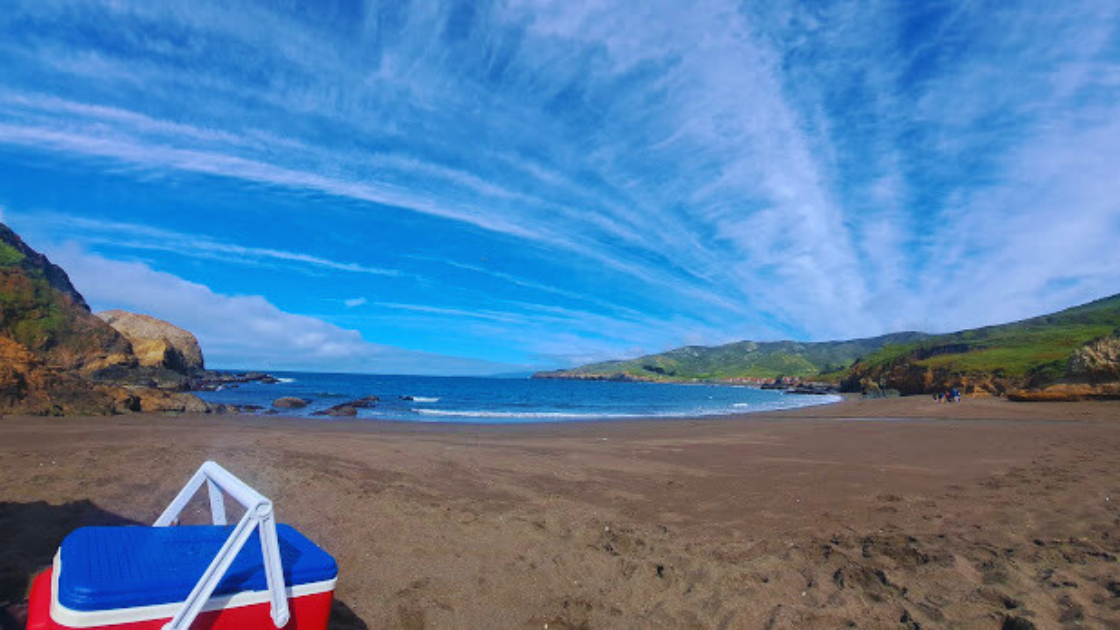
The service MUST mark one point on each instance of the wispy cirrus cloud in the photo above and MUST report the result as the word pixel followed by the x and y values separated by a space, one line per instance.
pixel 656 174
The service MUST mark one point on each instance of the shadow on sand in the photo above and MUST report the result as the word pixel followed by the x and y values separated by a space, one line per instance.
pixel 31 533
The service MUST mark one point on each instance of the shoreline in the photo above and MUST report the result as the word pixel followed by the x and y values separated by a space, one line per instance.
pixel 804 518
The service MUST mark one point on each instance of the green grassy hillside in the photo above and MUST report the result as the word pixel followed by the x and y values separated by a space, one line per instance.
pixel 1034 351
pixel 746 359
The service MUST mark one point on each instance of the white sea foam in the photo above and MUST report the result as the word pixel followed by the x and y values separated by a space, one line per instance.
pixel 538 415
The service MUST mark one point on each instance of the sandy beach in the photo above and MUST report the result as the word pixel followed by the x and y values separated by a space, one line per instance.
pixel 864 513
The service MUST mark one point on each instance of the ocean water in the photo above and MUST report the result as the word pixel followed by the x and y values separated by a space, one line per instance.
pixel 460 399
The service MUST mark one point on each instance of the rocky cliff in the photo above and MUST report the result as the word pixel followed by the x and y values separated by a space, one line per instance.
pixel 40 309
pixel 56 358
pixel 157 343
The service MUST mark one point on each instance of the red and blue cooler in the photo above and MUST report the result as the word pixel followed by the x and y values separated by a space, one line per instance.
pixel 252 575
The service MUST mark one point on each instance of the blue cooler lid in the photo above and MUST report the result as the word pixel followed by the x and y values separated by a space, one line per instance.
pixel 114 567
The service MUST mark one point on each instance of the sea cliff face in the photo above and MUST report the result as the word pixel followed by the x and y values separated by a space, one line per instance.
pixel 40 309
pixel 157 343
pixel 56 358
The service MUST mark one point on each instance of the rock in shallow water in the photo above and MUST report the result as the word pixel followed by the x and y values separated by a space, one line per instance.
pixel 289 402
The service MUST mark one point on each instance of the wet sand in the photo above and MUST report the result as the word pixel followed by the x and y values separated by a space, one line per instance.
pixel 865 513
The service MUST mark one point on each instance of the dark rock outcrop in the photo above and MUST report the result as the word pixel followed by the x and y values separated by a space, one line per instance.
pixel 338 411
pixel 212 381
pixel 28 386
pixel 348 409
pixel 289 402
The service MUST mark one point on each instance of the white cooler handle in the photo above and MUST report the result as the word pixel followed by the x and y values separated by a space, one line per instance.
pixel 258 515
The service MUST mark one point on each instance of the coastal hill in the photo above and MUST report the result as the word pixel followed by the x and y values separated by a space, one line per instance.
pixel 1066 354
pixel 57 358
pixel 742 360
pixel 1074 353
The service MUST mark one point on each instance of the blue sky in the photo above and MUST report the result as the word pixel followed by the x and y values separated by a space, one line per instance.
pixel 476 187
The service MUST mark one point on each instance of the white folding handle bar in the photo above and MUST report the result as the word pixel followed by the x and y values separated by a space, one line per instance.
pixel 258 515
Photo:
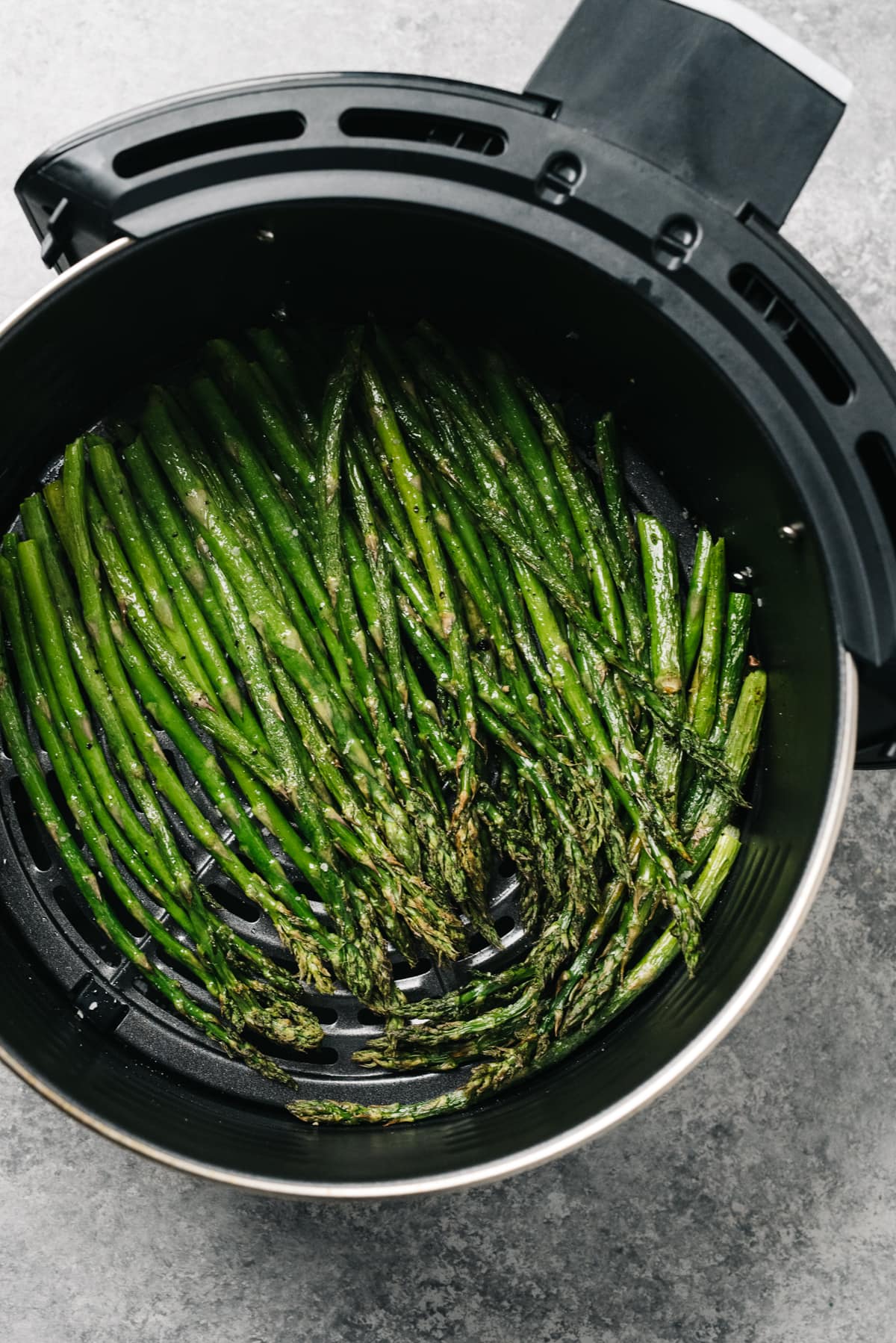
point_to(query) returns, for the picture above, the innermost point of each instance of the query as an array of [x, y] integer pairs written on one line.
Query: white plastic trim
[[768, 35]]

**Direction**
Return the lines above word for word, starting with the first line and going on through the line that contains "pixel 31 533", both included, and leave the pictures out of your answer.

**Exercise solution**
The service MUST mark one point on each instance of the wispy cirrus cloud in the photo above and MUST report the result as the word pixel followed by the x and y values separated by a space, one line per instance.
pixel 656 174
The service MUST mark one point on each instance of the shadow on sand in the photo above and MUST report the result as the word pixel followed by the x and y values separated by a space, one line per instance.
pixel 31 533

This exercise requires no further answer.